**SUPPLIED PASSAGE**
§
You shall provide the Company with notice in writing within 30 days of the occurrence of any of the foregoing grounds setting forth in detail those grounds upon which your notice is based.
 
c.             “Disability” for purposes of this section 10 shall mean your incapacity due to physical or mental illness, during which you shall have been substantially unable to perform your duties hereunder for an entire period in excess of one hundred twenty (120) days in any 12-month period despite any reasonable accommodation available from the Company.
 
d.             Section 409A of the Internal Revenue Code
 
 
(i)
General.  It is the intention of both Company and you that the benefits and rights to which you could be entitled pursuant to this Agreement comply with Section 409A of the Code and the Treasury Regulations and other guidance promulgated or issued thereunder (“Section 409A”), to the extent that the requirements of Section 409A are applicable thereto, and the provisions of this Agreement shall be construed in a manner consistent with that intention.  If you or Company believes, at any time, that any such benefit or right that is subject to Section 409A does not so comply, it shall promptly advise the other and shall negotiate reasonably and in good faith to amend the terms of such benefits and rights such that they comply with Section 409A (with the most limited possible economic effect on you and on Company).
 
 
(ii)
§
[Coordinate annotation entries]

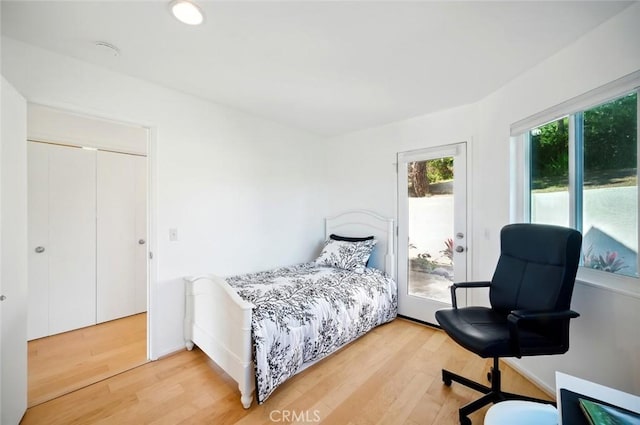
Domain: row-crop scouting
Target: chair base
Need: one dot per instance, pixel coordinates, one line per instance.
(493, 394)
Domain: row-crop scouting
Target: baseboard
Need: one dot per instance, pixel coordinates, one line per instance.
(541, 385)
(169, 352)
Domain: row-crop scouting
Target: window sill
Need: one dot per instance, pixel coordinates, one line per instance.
(621, 284)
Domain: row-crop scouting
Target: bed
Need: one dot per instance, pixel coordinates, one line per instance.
(263, 328)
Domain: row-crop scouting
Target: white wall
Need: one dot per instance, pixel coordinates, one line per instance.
(53, 125)
(244, 193)
(605, 347)
(604, 341)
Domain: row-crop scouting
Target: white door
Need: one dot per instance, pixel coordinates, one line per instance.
(38, 240)
(62, 238)
(121, 271)
(72, 238)
(432, 229)
(13, 258)
(142, 252)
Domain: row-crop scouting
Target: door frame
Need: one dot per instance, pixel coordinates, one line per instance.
(408, 304)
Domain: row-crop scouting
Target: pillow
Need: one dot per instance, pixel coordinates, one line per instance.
(346, 255)
(349, 239)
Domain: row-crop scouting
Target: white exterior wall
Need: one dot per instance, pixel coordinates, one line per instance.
(244, 193)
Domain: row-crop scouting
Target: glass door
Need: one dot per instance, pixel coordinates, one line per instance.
(432, 234)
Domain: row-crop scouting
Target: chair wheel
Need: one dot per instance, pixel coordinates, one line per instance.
(446, 379)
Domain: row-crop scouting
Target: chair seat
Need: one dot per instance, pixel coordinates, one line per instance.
(484, 331)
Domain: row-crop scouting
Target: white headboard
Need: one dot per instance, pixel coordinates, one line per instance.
(362, 223)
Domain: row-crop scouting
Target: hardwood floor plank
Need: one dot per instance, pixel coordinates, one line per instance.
(390, 376)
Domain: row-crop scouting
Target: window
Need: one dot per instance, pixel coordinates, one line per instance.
(581, 170)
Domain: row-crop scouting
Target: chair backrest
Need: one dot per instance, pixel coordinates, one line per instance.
(537, 267)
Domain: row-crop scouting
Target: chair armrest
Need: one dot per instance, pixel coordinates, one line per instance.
(517, 316)
(453, 287)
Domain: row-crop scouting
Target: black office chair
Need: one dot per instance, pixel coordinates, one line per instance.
(530, 296)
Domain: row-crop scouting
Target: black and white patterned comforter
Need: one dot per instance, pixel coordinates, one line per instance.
(306, 312)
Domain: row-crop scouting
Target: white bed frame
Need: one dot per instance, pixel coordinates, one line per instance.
(218, 321)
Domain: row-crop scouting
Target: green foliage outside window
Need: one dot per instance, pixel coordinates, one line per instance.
(610, 130)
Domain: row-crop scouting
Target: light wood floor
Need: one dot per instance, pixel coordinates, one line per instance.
(390, 376)
(65, 362)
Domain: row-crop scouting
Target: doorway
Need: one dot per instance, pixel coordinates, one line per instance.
(432, 229)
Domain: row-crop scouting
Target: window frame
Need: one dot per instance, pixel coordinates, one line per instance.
(521, 160)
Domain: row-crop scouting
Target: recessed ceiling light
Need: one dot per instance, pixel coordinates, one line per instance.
(187, 12)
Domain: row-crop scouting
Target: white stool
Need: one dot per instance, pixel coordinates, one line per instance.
(517, 412)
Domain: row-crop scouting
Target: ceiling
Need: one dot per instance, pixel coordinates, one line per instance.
(329, 67)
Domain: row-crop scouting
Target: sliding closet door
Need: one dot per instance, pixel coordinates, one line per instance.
(119, 281)
(72, 238)
(38, 240)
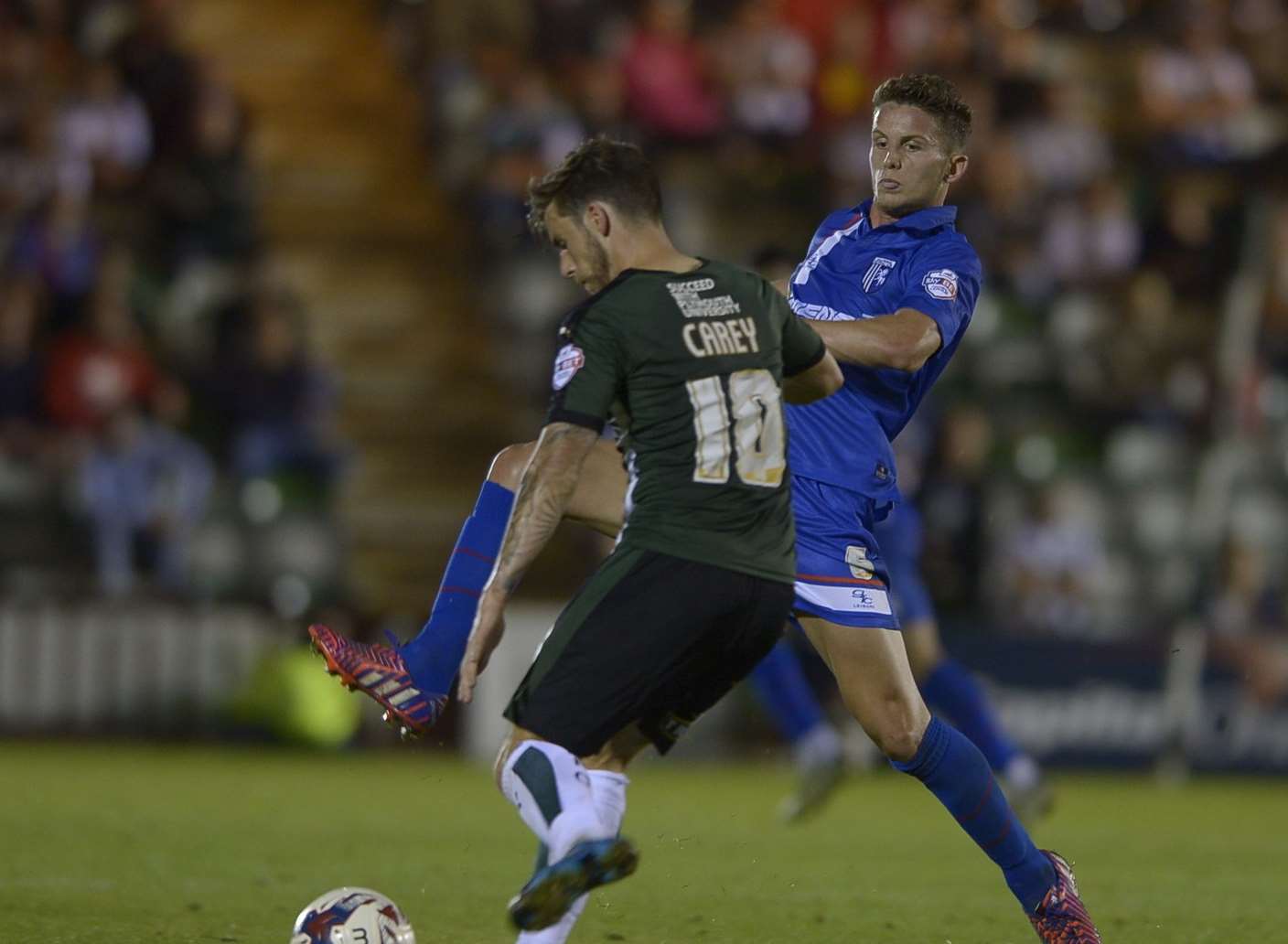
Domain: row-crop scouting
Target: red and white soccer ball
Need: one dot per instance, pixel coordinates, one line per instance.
(352, 916)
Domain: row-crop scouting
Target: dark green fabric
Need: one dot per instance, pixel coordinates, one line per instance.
(539, 777)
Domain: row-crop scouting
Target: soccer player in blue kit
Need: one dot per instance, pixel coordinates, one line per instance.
(890, 286)
(947, 685)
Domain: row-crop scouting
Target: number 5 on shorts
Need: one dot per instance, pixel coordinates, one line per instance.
(757, 434)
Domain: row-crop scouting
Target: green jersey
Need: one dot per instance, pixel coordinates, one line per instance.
(689, 367)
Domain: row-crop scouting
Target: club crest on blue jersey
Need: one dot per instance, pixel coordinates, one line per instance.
(857, 559)
(877, 274)
(568, 360)
(940, 284)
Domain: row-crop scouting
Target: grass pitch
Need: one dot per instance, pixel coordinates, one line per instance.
(125, 843)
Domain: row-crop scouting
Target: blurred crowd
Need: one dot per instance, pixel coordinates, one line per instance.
(1116, 425)
(157, 397)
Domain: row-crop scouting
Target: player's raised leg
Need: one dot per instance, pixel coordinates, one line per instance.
(411, 681)
(947, 685)
(871, 666)
(779, 681)
(555, 896)
(953, 692)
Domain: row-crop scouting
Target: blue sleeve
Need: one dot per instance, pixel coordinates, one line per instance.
(944, 284)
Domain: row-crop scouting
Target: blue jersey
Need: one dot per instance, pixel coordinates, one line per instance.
(855, 271)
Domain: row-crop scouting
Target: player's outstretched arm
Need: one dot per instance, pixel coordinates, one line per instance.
(814, 382)
(902, 341)
(540, 502)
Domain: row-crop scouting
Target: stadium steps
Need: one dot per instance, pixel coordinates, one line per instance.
(356, 223)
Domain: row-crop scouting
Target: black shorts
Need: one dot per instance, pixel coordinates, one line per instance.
(649, 639)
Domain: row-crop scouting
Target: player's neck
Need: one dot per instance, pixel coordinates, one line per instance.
(878, 218)
(653, 250)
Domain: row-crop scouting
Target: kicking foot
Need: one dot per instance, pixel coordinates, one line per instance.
(814, 787)
(1061, 918)
(1032, 801)
(550, 893)
(381, 674)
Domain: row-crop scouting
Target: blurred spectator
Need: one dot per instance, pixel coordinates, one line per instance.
(953, 501)
(1250, 625)
(98, 370)
(1051, 565)
(205, 199)
(848, 73)
(35, 170)
(164, 76)
(1064, 147)
(1193, 237)
(21, 371)
(145, 488)
(60, 249)
(769, 71)
(1091, 239)
(1275, 331)
(107, 128)
(1198, 94)
(277, 401)
(669, 91)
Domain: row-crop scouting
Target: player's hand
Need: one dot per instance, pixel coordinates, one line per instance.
(488, 628)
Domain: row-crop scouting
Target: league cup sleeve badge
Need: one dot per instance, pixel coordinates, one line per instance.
(568, 360)
(940, 284)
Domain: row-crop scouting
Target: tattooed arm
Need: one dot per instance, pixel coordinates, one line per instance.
(540, 502)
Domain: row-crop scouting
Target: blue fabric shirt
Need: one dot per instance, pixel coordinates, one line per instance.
(855, 271)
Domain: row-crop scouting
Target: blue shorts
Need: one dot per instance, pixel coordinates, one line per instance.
(840, 574)
(900, 536)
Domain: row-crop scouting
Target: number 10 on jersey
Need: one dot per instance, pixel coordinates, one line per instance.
(754, 434)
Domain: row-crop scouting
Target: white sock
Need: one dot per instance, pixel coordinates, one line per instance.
(552, 791)
(1023, 773)
(609, 791)
(820, 746)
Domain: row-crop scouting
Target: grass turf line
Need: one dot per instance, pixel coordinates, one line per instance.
(125, 843)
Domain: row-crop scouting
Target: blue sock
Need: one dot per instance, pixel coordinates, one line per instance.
(786, 693)
(950, 691)
(435, 653)
(955, 770)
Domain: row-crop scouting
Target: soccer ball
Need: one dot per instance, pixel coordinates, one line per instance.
(352, 916)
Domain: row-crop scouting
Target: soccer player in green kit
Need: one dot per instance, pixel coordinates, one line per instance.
(689, 359)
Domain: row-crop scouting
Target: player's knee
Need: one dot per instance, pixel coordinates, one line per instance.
(502, 756)
(925, 653)
(896, 728)
(899, 744)
(508, 465)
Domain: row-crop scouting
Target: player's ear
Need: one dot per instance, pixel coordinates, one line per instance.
(956, 167)
(596, 220)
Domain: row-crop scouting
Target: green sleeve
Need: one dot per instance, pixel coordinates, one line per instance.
(802, 348)
(590, 370)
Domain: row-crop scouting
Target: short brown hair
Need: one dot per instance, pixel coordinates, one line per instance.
(596, 169)
(934, 95)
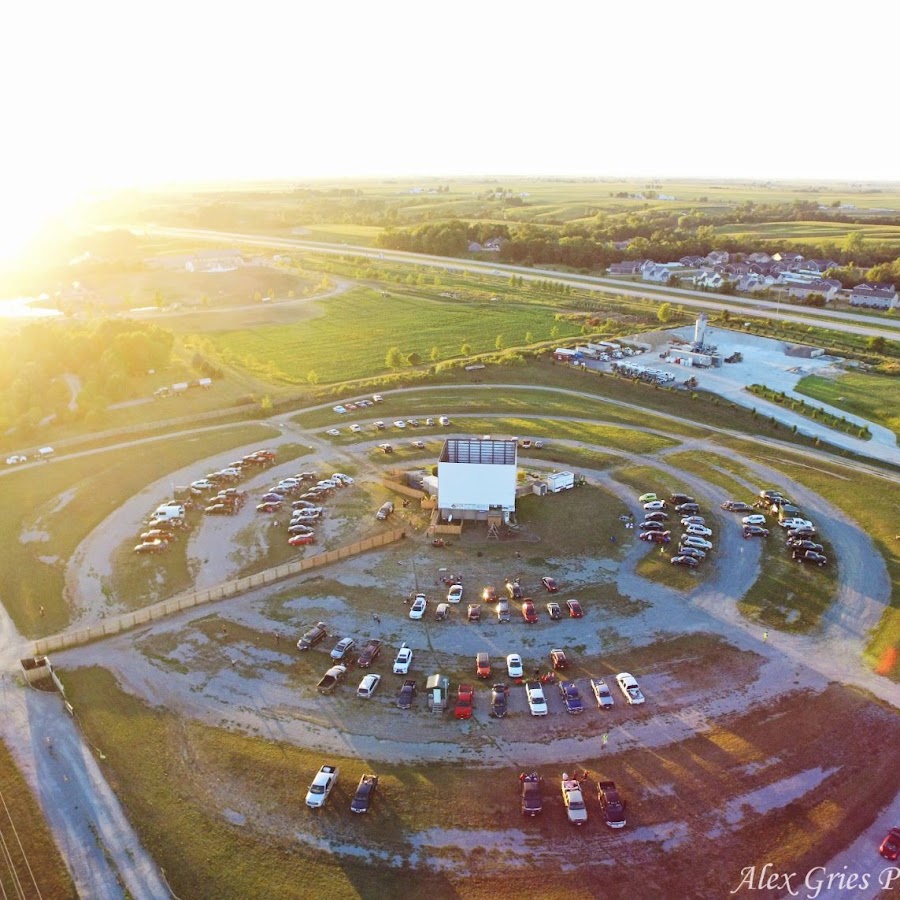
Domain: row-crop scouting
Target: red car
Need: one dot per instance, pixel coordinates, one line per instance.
(465, 700)
(890, 846)
(575, 610)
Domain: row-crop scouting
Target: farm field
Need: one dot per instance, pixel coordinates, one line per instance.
(417, 325)
(51, 509)
(873, 397)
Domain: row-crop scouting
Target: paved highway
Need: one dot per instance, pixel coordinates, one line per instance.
(847, 322)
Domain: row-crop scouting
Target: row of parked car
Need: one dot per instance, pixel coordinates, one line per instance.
(695, 540)
(306, 510)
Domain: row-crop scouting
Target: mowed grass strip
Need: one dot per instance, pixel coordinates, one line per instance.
(49, 510)
(23, 827)
(181, 782)
(351, 339)
(872, 397)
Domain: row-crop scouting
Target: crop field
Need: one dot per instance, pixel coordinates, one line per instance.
(49, 511)
(813, 232)
(873, 397)
(362, 326)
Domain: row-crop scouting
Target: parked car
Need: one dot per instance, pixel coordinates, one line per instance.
(465, 701)
(417, 610)
(571, 697)
(755, 519)
(365, 792)
(499, 700)
(537, 702)
(682, 560)
(651, 526)
(368, 685)
(810, 557)
(342, 648)
(629, 687)
(611, 803)
(691, 551)
(407, 694)
(890, 846)
(403, 660)
(314, 636)
(656, 537)
(514, 590)
(602, 693)
(321, 786)
(369, 654)
(532, 802)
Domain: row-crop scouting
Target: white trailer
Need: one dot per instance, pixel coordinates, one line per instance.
(560, 481)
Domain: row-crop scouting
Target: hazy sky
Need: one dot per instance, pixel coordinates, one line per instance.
(100, 94)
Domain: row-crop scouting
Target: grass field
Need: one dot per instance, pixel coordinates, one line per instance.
(873, 397)
(181, 782)
(871, 501)
(362, 326)
(50, 510)
(28, 842)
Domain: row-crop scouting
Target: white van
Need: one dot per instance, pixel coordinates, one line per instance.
(167, 513)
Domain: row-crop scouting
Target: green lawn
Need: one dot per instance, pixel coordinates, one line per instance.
(58, 504)
(352, 338)
(873, 397)
(871, 501)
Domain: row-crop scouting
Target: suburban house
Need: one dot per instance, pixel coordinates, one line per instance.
(817, 266)
(628, 267)
(875, 296)
(709, 278)
(826, 287)
(658, 272)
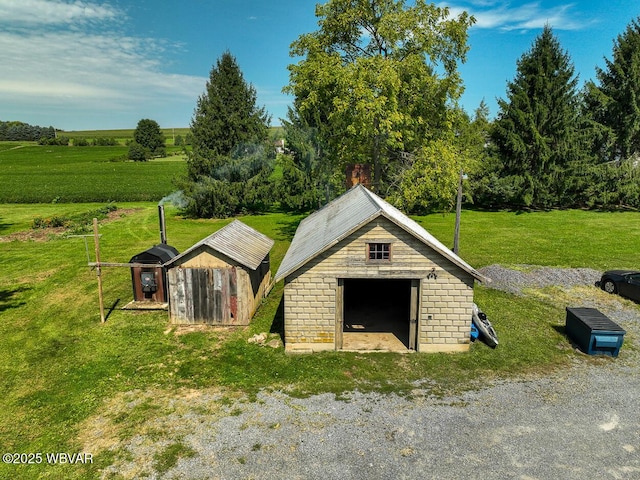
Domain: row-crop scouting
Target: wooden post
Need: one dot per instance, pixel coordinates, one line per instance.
(339, 314)
(96, 239)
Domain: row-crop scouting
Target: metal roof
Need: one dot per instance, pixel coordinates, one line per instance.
(160, 253)
(237, 241)
(343, 216)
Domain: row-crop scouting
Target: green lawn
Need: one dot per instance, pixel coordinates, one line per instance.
(44, 174)
(59, 366)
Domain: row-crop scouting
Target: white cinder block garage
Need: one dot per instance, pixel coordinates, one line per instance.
(359, 271)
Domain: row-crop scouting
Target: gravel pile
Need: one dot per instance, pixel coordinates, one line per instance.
(528, 276)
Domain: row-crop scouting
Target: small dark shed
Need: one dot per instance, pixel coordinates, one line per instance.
(150, 281)
(221, 279)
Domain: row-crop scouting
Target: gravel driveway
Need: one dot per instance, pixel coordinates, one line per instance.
(583, 422)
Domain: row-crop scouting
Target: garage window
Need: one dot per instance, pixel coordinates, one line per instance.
(379, 251)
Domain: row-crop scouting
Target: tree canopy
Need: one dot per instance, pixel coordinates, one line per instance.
(378, 78)
(535, 131)
(148, 141)
(226, 116)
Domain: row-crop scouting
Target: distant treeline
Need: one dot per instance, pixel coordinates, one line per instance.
(11, 131)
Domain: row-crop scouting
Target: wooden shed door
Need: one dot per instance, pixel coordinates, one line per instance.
(203, 295)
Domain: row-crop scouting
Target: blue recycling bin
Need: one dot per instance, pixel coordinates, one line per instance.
(594, 332)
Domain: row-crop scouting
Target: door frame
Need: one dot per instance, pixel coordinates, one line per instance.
(414, 311)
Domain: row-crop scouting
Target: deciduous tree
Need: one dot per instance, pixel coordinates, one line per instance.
(148, 141)
(378, 78)
(614, 101)
(226, 116)
(230, 162)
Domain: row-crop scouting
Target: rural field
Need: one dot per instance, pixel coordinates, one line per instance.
(61, 369)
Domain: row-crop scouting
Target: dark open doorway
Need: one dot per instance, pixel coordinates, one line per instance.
(376, 314)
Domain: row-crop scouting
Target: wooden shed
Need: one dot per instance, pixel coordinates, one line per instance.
(149, 277)
(221, 279)
(361, 275)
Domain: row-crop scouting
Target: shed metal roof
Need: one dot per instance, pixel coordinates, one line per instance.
(237, 241)
(343, 216)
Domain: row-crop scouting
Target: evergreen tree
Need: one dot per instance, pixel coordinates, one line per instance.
(230, 163)
(536, 130)
(226, 116)
(615, 101)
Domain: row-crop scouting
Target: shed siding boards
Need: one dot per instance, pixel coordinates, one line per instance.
(329, 249)
(444, 302)
(208, 286)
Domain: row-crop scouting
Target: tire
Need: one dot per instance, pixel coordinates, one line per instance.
(609, 287)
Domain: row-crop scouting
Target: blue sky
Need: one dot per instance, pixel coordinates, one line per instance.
(91, 64)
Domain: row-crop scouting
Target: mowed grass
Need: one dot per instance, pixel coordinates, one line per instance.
(60, 367)
(124, 135)
(43, 174)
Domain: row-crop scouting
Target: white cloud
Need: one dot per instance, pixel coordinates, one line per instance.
(64, 61)
(503, 16)
(54, 12)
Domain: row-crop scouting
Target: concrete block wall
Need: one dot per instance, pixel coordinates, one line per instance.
(310, 313)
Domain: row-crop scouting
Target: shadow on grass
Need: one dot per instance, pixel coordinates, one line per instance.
(287, 228)
(8, 300)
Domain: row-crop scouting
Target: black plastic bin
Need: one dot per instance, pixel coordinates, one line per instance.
(594, 332)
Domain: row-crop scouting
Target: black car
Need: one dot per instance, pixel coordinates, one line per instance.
(622, 282)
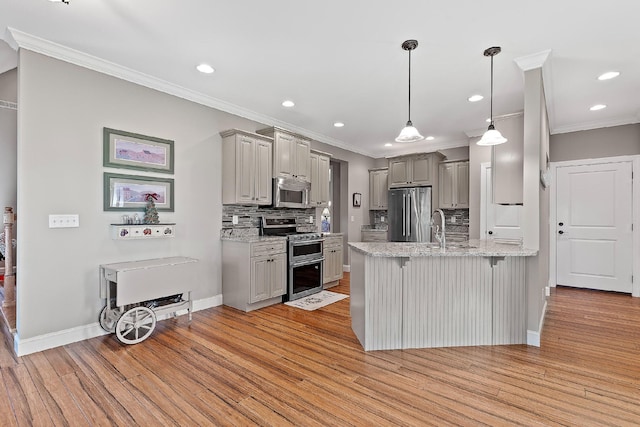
§
**WORK TO COMPLETE**
According to the contract excerpt, for how long must you be substantially unable to perform your duties for it to count as "Disability"?

**CORRECT RESPONSE**
For an entire period of more than one hundred twenty (120) days in any 12-month period, despite any reasonable accommodation available from the Company.